== Task to carry out ==
Please reproduce the entries in full. Keep every character the same.

[Records excerpted from a collection]
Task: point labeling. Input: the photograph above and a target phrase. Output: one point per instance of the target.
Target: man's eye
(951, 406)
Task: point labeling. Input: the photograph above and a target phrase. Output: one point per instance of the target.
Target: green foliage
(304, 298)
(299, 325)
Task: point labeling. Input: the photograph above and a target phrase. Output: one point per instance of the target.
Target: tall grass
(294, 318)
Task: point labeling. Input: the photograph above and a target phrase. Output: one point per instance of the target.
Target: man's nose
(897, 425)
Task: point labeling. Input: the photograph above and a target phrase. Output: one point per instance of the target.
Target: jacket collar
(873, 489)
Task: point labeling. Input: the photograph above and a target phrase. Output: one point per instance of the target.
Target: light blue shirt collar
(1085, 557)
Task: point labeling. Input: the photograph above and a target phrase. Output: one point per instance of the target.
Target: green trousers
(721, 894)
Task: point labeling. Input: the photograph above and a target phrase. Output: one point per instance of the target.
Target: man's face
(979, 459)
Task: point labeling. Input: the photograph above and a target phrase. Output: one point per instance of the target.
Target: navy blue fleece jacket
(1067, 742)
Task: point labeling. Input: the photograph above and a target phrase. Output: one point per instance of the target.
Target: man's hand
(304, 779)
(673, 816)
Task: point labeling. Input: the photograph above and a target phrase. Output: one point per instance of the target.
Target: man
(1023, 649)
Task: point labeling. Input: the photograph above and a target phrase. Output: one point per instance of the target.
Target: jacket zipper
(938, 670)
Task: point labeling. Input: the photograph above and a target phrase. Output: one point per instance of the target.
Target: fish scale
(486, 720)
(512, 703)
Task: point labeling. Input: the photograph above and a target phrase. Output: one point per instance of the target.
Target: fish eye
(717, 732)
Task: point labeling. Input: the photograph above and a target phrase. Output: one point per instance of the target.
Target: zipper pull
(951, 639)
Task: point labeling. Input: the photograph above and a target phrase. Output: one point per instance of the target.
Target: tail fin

== Solution to the problem ==
Task: point labeling. Input: the photograph above and a target phrase. Output: one point per instance of the target.
Target: man's eye
(951, 406)
Task: point labeling. Input: the photograph above and a target phrase. Output: one point per instance of the target.
Target: green foliage
(304, 298)
(299, 325)
Task: point labeling. Input: the photograph above and a target phrase. Output: one point per instance of the target.
Target: tall grass
(294, 318)
Task: point labeling. Input: the photograph above and a target phrase. Output: one point per instance of the target.
Target: man's nose
(897, 425)
Task: point labeling. Input: the photograph above and a target phrase. Output: one point per instance of the target.
Target: jacket collar
(873, 489)
Task: point labeling. Input: the photograph above and a target phrase. Output: one point per instance of the target.
Target: light blue shirt collar
(1085, 557)
Task: point labeling. Input: the photograph above and a target phrase. Output: one point per instance of the target.
Target: green trousers
(721, 894)
Task: point labeling. Input: the photograph above and a target phrase. Output: one point per instance of the target.
Target: man's face
(979, 459)
Task: point labeling. Input: the photograph above and a target phrase. Output: one point per instance of the target.
Target: navy blue fleece jacket
(1067, 742)
Task: point labeling. Input: the photograph above and a target phrase. Output: one point per instance of the target.
Target: man's hand
(304, 779)
(673, 816)
Task: point labeling. Input: the photograph above and a target phrase. Output: one point per instance of the target.
Target: man
(1023, 649)
Task: point labeling. Input: the photograph above and a target phrase. Output: one point per instance of the target.
Target: jacket zipper
(938, 670)
Task: point labeling. Input: the photograph above and a target phrase. Output: one point per instance of the target.
Target: fish scale
(486, 720)
(512, 703)
Task: point labeling. Input: the photograph above and a target phrase. Output: one point per instance of the target.
Target: fish eye
(717, 732)
Task: point labeling. Input: the photograph above and a target phrase. Output: one point per instance of the target.
Target: zipper pull
(951, 639)
Task: point labeling. Input: the photograph above and a target phrase. Output: one point per instance of the target.
Target: tail fin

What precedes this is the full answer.